EXERCISE: Render the records below as a Markdown table with two columns, Line No. and Record Text, with one numbered row for each line and no rows for blank lines. Omit the pictures from the table.

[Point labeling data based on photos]

_____

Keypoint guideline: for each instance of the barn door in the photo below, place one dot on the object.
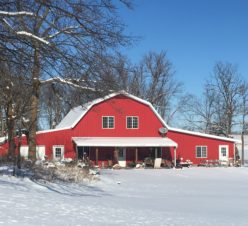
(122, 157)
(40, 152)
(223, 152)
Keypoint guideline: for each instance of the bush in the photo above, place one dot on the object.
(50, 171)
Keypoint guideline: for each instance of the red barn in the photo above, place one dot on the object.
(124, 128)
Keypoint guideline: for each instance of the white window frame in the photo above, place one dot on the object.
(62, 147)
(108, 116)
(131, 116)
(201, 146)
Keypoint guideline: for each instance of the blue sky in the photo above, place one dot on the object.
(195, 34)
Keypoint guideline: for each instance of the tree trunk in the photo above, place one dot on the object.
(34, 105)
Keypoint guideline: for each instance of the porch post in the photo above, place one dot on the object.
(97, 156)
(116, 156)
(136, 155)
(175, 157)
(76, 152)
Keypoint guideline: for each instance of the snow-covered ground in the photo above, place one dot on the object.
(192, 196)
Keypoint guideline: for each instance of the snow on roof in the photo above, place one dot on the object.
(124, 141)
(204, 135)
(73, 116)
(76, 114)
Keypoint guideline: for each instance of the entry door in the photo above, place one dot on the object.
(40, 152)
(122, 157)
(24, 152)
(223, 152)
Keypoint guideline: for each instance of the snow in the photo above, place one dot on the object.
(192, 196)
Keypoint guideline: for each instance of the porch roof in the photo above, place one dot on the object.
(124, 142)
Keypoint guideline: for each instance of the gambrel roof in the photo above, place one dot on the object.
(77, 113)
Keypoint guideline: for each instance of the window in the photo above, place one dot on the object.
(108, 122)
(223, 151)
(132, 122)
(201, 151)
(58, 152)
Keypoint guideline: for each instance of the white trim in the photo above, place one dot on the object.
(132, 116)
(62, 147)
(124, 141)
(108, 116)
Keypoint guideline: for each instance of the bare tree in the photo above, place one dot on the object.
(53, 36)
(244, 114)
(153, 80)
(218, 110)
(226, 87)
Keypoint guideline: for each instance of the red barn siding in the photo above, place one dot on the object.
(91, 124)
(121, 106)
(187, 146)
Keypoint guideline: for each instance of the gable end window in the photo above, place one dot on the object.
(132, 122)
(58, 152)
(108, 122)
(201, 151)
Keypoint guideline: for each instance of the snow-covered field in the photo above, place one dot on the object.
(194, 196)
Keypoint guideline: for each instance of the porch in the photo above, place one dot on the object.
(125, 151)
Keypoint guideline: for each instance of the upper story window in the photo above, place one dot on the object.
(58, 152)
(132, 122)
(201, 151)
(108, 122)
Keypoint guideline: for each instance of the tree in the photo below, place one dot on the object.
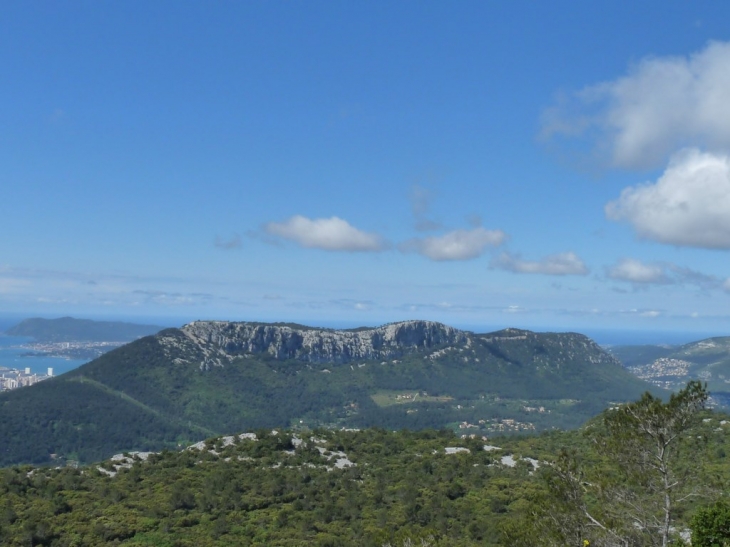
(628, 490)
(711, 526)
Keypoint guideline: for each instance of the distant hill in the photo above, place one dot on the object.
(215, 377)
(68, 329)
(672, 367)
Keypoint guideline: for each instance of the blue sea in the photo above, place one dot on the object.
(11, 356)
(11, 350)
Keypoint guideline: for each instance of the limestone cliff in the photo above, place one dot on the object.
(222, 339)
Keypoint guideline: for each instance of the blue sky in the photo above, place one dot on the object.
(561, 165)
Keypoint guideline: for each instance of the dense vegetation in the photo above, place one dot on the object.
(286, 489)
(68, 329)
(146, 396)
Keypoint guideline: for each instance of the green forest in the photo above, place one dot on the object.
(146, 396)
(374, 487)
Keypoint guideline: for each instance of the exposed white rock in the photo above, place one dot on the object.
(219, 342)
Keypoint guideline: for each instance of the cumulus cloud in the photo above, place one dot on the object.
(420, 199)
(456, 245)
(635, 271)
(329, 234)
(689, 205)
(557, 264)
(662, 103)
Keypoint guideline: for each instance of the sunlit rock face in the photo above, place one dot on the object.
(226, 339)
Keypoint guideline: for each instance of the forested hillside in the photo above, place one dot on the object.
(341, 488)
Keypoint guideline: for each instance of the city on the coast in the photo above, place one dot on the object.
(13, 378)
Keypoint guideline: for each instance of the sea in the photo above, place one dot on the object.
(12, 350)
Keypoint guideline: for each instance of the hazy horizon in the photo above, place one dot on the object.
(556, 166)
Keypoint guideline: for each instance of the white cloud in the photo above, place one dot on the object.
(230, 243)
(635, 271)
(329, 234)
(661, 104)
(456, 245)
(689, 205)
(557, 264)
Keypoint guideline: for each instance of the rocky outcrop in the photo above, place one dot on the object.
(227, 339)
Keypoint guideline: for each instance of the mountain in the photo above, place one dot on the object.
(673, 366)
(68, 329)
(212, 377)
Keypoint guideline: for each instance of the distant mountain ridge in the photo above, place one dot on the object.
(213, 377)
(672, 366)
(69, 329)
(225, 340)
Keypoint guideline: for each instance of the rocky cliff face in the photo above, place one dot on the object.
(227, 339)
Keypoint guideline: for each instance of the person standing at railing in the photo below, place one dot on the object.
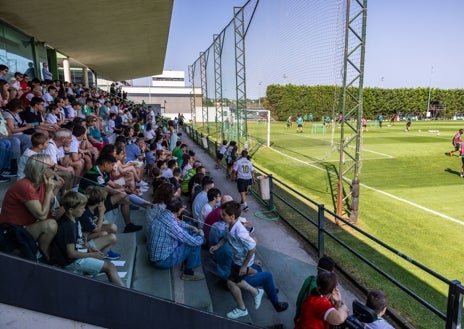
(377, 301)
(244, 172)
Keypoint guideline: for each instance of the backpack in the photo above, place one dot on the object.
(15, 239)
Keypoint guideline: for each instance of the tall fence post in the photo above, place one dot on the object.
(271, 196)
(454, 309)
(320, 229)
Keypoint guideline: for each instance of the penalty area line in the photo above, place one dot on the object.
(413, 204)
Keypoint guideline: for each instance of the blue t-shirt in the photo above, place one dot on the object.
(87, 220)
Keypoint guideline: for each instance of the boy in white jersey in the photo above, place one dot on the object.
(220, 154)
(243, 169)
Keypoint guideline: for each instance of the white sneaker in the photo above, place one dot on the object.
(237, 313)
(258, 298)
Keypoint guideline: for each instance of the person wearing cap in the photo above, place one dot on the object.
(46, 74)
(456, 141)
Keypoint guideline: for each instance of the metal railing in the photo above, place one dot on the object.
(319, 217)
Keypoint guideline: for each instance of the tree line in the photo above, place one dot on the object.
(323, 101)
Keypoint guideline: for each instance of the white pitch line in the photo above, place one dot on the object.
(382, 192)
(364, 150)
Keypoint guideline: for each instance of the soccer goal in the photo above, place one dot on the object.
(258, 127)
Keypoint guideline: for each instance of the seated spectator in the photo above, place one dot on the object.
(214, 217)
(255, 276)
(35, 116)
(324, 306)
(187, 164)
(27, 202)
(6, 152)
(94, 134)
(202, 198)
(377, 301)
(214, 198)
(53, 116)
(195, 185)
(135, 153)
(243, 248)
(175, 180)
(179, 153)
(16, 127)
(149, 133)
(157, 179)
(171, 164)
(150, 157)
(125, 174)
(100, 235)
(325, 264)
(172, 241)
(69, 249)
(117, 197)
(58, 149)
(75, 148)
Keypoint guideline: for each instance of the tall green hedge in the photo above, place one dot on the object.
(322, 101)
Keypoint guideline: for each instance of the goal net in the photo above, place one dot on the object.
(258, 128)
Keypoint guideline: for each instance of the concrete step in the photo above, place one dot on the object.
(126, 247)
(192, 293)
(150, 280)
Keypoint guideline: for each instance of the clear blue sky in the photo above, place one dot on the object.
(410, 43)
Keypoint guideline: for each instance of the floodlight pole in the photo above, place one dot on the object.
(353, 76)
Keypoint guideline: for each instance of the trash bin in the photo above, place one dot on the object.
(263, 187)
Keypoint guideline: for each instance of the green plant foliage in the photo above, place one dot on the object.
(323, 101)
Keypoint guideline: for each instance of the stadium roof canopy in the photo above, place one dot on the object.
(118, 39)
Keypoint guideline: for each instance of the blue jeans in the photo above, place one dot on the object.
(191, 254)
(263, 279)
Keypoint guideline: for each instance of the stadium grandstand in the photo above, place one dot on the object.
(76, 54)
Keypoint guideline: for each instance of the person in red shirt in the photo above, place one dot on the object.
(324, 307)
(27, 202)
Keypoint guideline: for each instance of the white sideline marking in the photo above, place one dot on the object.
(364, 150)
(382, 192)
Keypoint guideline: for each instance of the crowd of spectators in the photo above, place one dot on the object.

_____

FULL ANSWER:
| Line No. | Record Text |
|---|---|
| 1 | Keypoint guideline: for each instance of the barn door in the photo below, place one dot on the object. |
| 2 | (122, 157) |
| 3 | (40, 152) |
| 4 | (223, 152) |
| 5 | Keypoint guideline: for each instance of the bush in the photo above, place one dot on the object. |
| 6 | (50, 171) |
| 7 | Keypoint guideline: for each instance of the red barn in the photo above, place one dot on the object. |
| 8 | (124, 128) |
| 9 | Keypoint guideline: for each instance of the white window frame in the photo above, place one dot on the object. |
| 10 | (62, 147) |
| 11 | (108, 116) |
| 12 | (131, 116) |
| 13 | (201, 146) |
| 14 | Keypoint guideline: for each instance of the blue sky in the photo above, place one dot on the object. |
| 15 | (195, 34) |
| 16 | Keypoint guideline: for each instance of the tree trunk in the photo above, place one dot on the object. |
| 17 | (34, 105) |
| 18 | Keypoint guideline: for each instance of the porch post in the photo above, place one dot on the object. |
| 19 | (97, 156) |
| 20 | (116, 156) |
| 21 | (136, 155) |
| 22 | (175, 157) |
| 23 | (76, 152) |
| 24 | Keypoint guideline: for each instance of the snow-covered ground in the photo above, place one dot on the object. |
| 25 | (192, 196) |
| 26 | Keypoint guideline: for each instance of the snow on roof in the photo above, place one dot on the object. |
| 27 | (124, 141) |
| 28 | (204, 135) |
| 29 | (73, 116) |
| 30 | (76, 114) |
| 31 | Keypoint guideline: for each instance of the entry door in the photo above, place one dot on the object. |
| 32 | (40, 152) |
| 33 | (122, 157) |
| 34 | (24, 152) |
| 35 | (223, 152) |
| 36 | Keypoint guideline: for each instance of the snow in the photo above, place one dot on the object. |
| 37 | (192, 196) |
| 38 | Keypoint guideline: for each instance of the porch roof in the photo above, place one dot on the object. |
| 39 | (124, 142) |
| 40 | Keypoint guideline: for each instance of the gambrel roof in the photo above, place one dot on the object. |
| 41 | (77, 113) |
| 42 | Keypoint guideline: for each instance of the window in the photo above, place one dot on the object. |
| 43 | (108, 122) |
| 44 | (223, 151) |
| 45 | (132, 122) |
| 46 | (201, 151) |
| 47 | (58, 152) |
| 48 | Keypoint guideline: for each instance of the white trim in the photo above, place one dot on the object. |
| 49 | (132, 116) |
| 50 | (62, 147) |
| 51 | (124, 141) |
| 52 | (108, 116) |
| 53 | Keypoint guideline: for each instance of the bare tree in the photo above, place one dot on the object. |
| 54 | (53, 36) |
| 55 | (244, 114) |
| 56 | (153, 80) |
| 57 | (218, 110) |
| 58 | (226, 87) |
| 59 | Keypoint guideline: for each instance of the red barn siding in the photo above, place one dot on the object. |
| 60 | (91, 124) |
| 61 | (121, 106) |
| 62 | (187, 146) |
| 63 | Keypoint guideline: for each instance of the gable end window in the photo above, place one dot on the object. |
| 64 | (132, 122) |
| 65 | (58, 152) |
| 66 | (108, 122) |
| 67 | (201, 151) |
| 68 | Keypoint guideline: for each instance of the snow-covered field in the photo above, place one dot on the object. |
| 69 | (194, 196) |
| 70 | Keypoint guideline: for each instance of the porch in the photo above, place one dot on the object. |
| 71 | (125, 151) |
| 72 | Keypoint guideline: for each instance of the upper story window in the photo above, place one dot on the object. |
| 73 | (58, 152) |
| 74 | (132, 122) |
| 75 | (201, 151) |
| 76 | (108, 122) |
| 77 | Keypoint guideline: for each instance of the tree in the photo below, place one dot on the object. |
| 78 | (628, 490) |
| 79 | (711, 526) |
| 80 | Keypoint guideline: for each instance of the distant hill in the photo above, place one dot on the object. |
| 81 | (215, 377) |
| 82 | (68, 329) |
| 83 | (672, 367) |
| 84 | Keypoint guideline: for each instance of the blue sea in the photo above, place one dot on the object. |
| 85 | (11, 356) |
| 86 | (11, 350) |
| 87 | Keypoint guideline: for each instance of the limestone cliff in the photo above, place one dot on the object. |
| 88 | (222, 339) |
| 89 | Keypoint guideline: for each instance of the blue sky in the photo above, place one dot on the object. |
| 90 | (561, 165) |
| 91 | Keypoint guideline: for each instance of the dense vegetation in the photo above, place one dot on the object. |
| 92 | (286, 489) |
| 93 | (68, 329) |
| 94 | (146, 396) |
| 95 | Keypoint guideline: for each instance of the green forest in the photo above, place one dot on the object. |
| 96 | (146, 396) |
| 97 | (374, 487) |
| 98 | Keypoint guideline: for each instance of the exposed white rock in the photo above, place one dot on the object. |
| 99 | (219, 342) |
| 100 | Keypoint guideline: for each instance of the cumulus cloud in the photo above, place one dot on the object. |
| 101 | (420, 199) |
| 102 | (456, 245) |
| 103 | (635, 271) |
| 104 | (329, 234) |
| 105 | (689, 205) |
| 106 | (557, 264) |
| 107 | (662, 103) |
| 108 | Keypoint guideline: for each instance of the sunlit rock face in the photo above, place one dot on the object. |
| 109 | (226, 339) |
| 110 | Keypoint guideline: for each instance of the forested hillside in the photo above, place one dot on the object. |
| 111 | (341, 488) |
| 112 | Keypoint guideline: for each instance of the city on the coast in the photo above, place one dot on the object. |
| 113 | (13, 378) |
| 114 | Keypoint guideline: for each instance of the sea in the photo above, place one dot on the object. |
| 115 | (12, 350) |
| 116 | Keypoint guideline: for each instance of the hazy horizon in the photo above, place one dot on the object. |
| 117 | (556, 166) |
| 118 | Keypoint guideline: for each instance of the white cloud in the photo above, place one dot on the object. |
| 119 | (230, 243) |
| 120 | (635, 271) |
| 121 | (329, 234) |
| 122 | (661, 104) |
| 123 | (456, 245) |
| 124 | (689, 205) |
| 125 | (557, 264) |
| 126 | Keypoint guideline: for each instance of the rocky outcrop in the photo above, place one dot on the object. |
| 127 | (227, 339) |
| 128 | Keypoint guideline: for each instance of the mountain in the photo above, place one dot on the object. |
| 129 | (673, 366) |
| 130 | (68, 329) |
| 131 | (212, 377) |
| 132 | Keypoint guideline: for each instance of the distant mountain ridge in the photo above, place one dot on the object. |
| 133 | (213, 377) |
| 134 | (672, 366) |
| 135 | (69, 329) |
| 136 | (225, 340) |
| 137 | Keypoint guideline: for each instance of the rocky cliff face in the photo above, place one dot on the object. |
| 138 | (227, 339) |
| 139 | Keypoint guideline: for each instance of the person standing at railing in the photo below, place one dot on the object. |
| 140 | (377, 301) |
| 141 | (244, 172) |
| 142 | Keypoint guideline: for each instance of the backpack in the photo above, place one dot on the object. |
| 143 | (15, 239) |
| 144 | Keypoint guideline: for each instance of the tall fence post in the photo above, place one dot on the object. |
| 145 | (271, 196) |
| 146 | (454, 309) |
| 147 | (320, 229) |
| 148 | Keypoint guideline: for each instance of the penalty area line in the photo above, place one dot on the object. |
| 149 | (413, 204) |
| 150 | Keypoint guideline: for each instance of the blue t-shirt in the photo above, place one dot on the object. |
| 151 | (87, 220) |
| 152 | Keypoint guideline: for each instance of the boy in white jersey in the photo above, place one dot on the object. |
| 153 | (220, 154) |
| 154 | (243, 169) |
| 155 | Keypoint guideline: for each instance of the white sneaker in the photo above, place one dot on the object. |
| 156 | (237, 313) |
| 157 | (258, 298) |
| 158 | Keypoint guideline: for each instance of the person wearing cap in the photo above, place one dot on the object. |
| 159 | (46, 74) |
| 160 | (456, 141) |
| 161 | Keypoint guideline: for each instance of the metal railing in the photo above, place one dot on the object. |
| 162 | (319, 217) |
| 163 | Keypoint guideline: for each instance of the tree line in the photo above, place one dot on the object. |
| 164 | (323, 101) |
| 165 | Keypoint guideline: for each instance of the white pitch line in the photo above, place one dot on the object. |
| 166 | (382, 192) |
| 167 | (364, 150) |
| 168 | Keypoint guideline: for each instance of the soccer goal in the photo above, place one dot on the object. |
| 169 | (258, 127) |
| 170 | Keypoint guideline: for each instance of the seated spectator in the photo above, place one dot on the object. |
| 171 | (214, 217) |
| 172 | (255, 276) |
| 173 | (35, 116) |
| 174 | (324, 306) |
| 175 | (187, 164) |
| 176 | (27, 202) |
| 177 | (6, 152) |
| 178 | (94, 134) |
| 179 | (202, 198) |
| 180 | (377, 301) |
| 181 | (214, 198) |
| 182 | (53, 116) |
| 183 | (195, 185) |
| 184 | (135, 153) |
| 185 | (243, 248) |
| 186 | (175, 180) |
| 187 | (179, 153) |
| 188 | (16, 127) |
| 189 | (149, 133) |
| 190 | (157, 179) |
| 191 | (171, 164) |
| 192 | (150, 157) |
| 193 | (125, 174) |
| 194 | (100, 235) |
| 195 | (325, 264) |
| 196 | (172, 241) |
| 197 | (69, 249) |
| 198 | (117, 197) |
| 199 | (58, 149) |
| 200 | (75, 148) |
| 201 | Keypoint guideline: for each instance of the tall green hedge in the photo above, place one dot on the object. |
| 202 | (322, 101) |
| 203 | Keypoint guideline: for each instance of the goal net in the photo above, place one dot on the object. |
| 204 | (258, 128) |
| 205 | Keypoint guideline: for each instance of the concrete step in the photo above, place one dot on the object. |
| 206 | (126, 247) |
| 207 | (192, 293) |
| 208 | (150, 280) |
| 209 | Keypoint guideline: for each instance of the clear blue sky in the photo above, place one dot on the object. |
| 210 | (410, 43) |
| 211 | Keypoint guideline: for each instance of the floodlight pole in the photo above, place one dot on the object. |
| 212 | (353, 76) |
| 213 | Keypoint guideline: for each instance of the trash bin in the photo above, place one dot on the object. |
| 214 | (263, 187) |
| 215 | Keypoint guideline: for each instance of the green plant foliage in the photo above, place one dot on the object. |
| 216 | (323, 101) |
| 217 | Keypoint guideline: for each instance of the stadium roof canopy in the photo above, place one dot on the object. |
| 218 | (118, 39) |
| 219 | Keypoint guideline: for each instance of the blue jeans in the photo above, place one dot on the object. |
| 220 | (191, 254) |
| 221 | (263, 279) |
| 222 | Keypoint guideline: for each instance of the stadium grandstand in the photo above, place one dot on the object. |
| 223 | (76, 54) |
| 224 | Keypoint guideline: for each instance of the person in red shirt in the photo above, place one dot on the object. |
| 225 | (324, 307) |
| 226 | (27, 202) |
| 227 | Keypoint guideline: for each instance of the white sideline marking in the photo above, place one dot on the object. |
| 228 | (364, 150) |
| 229 | (382, 192) |
| 230 | Keypoint guideline: for each instance of the crowd of spectators in the photo above, place one dot on the object. |